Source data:
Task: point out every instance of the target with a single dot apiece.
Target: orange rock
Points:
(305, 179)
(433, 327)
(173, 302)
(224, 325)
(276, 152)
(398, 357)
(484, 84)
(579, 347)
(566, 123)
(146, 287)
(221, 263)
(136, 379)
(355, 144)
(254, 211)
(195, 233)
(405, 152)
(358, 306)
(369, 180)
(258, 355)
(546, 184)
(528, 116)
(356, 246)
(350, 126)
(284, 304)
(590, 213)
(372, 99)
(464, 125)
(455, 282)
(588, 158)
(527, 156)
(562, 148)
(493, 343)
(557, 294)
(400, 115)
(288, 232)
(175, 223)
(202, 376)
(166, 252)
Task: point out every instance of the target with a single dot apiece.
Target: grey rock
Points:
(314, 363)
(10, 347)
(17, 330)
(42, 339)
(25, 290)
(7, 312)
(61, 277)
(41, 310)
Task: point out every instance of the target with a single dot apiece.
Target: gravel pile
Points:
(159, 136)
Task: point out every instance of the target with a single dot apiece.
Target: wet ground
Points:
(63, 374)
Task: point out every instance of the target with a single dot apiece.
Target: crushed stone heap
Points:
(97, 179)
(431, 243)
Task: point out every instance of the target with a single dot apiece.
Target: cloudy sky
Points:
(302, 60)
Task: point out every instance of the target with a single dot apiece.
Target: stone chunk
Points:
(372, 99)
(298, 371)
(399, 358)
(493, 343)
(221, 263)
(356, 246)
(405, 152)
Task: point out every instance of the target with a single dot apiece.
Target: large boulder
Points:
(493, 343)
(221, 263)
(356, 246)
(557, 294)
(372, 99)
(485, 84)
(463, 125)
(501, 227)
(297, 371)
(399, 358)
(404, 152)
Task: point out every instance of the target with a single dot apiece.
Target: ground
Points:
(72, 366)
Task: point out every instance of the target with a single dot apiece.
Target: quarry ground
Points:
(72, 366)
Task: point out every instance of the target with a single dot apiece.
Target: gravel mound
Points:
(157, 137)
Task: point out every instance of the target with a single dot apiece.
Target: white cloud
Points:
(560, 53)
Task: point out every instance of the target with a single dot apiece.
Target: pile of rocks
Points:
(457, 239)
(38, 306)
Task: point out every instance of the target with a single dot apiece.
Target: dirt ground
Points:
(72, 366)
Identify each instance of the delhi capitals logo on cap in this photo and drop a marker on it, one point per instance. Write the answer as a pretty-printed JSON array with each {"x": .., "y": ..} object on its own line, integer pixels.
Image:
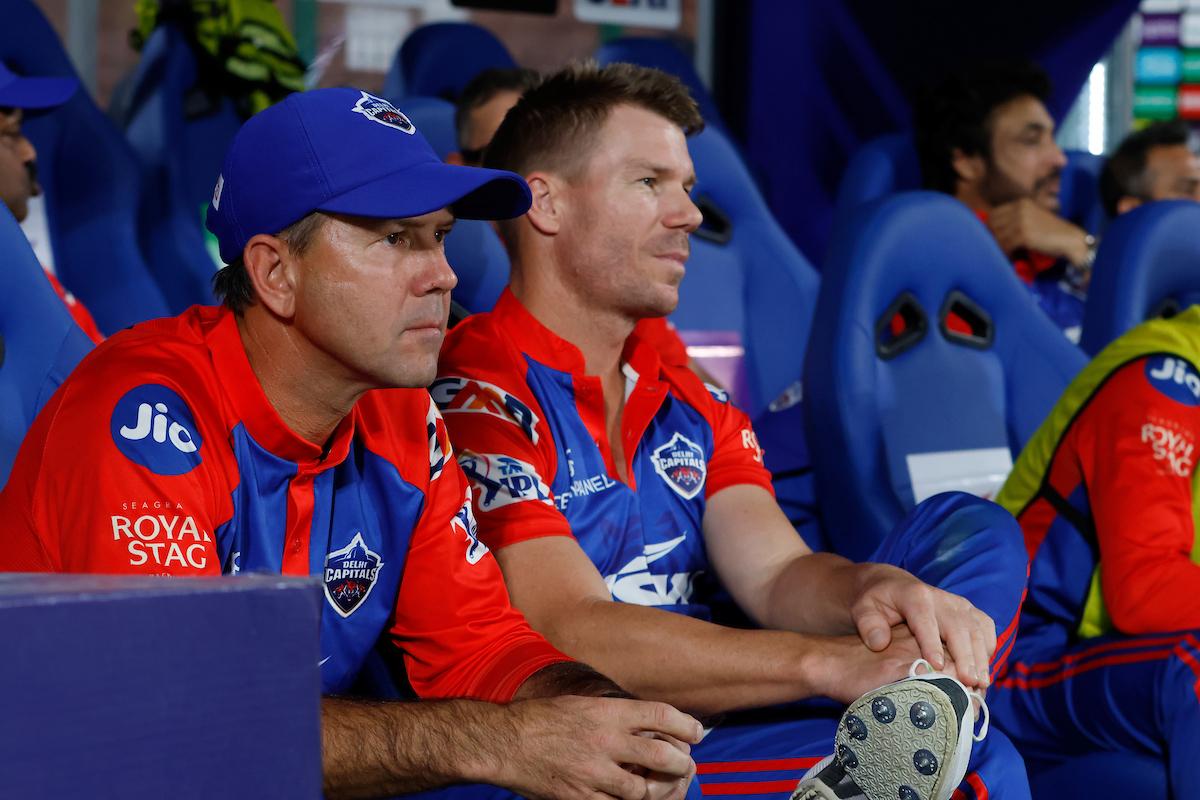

## Task brief
Could you find every line in the records above that has the string "ground" and copy it?

## Solution to the exercise
Target: wet ground
Target: ground
Target: quarry ground
Target: dirt ground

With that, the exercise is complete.